■ WHAT TO DO
Please give back word for word the lines of the material below between the line containing "Wanted = one point per instance of the small" and the line containing "Target = grassy hill", inclusive.

■ GIVEN ENTRIES
══════
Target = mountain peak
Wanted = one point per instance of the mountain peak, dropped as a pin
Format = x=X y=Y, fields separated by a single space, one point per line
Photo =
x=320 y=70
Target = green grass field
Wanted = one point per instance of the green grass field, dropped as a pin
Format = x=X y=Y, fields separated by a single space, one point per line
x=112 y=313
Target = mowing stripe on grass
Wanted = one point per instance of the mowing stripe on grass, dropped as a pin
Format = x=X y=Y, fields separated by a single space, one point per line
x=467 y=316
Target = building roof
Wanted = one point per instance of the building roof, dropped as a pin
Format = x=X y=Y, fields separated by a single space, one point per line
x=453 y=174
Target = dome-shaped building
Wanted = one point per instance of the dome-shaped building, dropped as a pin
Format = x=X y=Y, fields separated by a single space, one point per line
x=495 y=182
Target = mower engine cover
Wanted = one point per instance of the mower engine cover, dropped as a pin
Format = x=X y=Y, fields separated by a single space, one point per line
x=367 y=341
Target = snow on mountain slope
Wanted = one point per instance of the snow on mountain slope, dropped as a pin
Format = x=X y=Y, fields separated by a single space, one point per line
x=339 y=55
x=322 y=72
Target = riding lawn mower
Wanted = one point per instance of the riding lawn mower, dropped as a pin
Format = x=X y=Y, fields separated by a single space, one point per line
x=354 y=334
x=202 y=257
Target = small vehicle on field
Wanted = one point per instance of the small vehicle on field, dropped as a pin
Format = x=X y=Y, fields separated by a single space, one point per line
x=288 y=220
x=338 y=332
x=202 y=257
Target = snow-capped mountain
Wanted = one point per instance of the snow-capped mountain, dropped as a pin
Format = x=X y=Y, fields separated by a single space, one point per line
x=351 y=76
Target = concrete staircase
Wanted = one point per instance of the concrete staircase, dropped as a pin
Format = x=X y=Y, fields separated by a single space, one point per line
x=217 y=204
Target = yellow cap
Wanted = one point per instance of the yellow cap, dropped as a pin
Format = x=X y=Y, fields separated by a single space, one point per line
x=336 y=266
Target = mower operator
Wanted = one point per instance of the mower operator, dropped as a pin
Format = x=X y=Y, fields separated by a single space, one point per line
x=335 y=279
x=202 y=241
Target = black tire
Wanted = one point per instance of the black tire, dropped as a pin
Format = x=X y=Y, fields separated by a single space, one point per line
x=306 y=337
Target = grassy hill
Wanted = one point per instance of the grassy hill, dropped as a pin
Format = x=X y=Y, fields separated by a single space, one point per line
══════
■ WRITTEN SOLUTION
Wanted = one point per instance of the small vehicle on field, dropped as a pin
Format = x=X y=Y, fields separated by a single space, one point per line
x=288 y=220
x=338 y=332
x=202 y=257
Target = snow-capped mountain
Wanted = one point per instance of the snow-capped mountain, dropped as a pin
Format = x=X y=Y, fields separated by a single space, one point per line
x=351 y=76
Target = concrete staircase
Wanted = one point per instance of the concrete staircase, dropped as a pin
Format = x=X y=Y, fields separated by a single space, one point per line
x=217 y=204
Target = yellow cap
Wanted = one point per instance of the yellow cap, dropped as a pin
Format = x=X y=Y, fields separated by a single space, one point per line
x=336 y=266
Target = mower operator
Wanted = one point per instance of the mower operator, dropped as a pin
Format = x=X y=Y, fields separated by a single space, one point per line
x=335 y=279
x=202 y=241
Target = black tire
Wanted = one point per instance of the black tire, dropped as a pin
Format = x=X y=Y, fields separated by a single space, one point per line
x=306 y=337
Target = grassy hill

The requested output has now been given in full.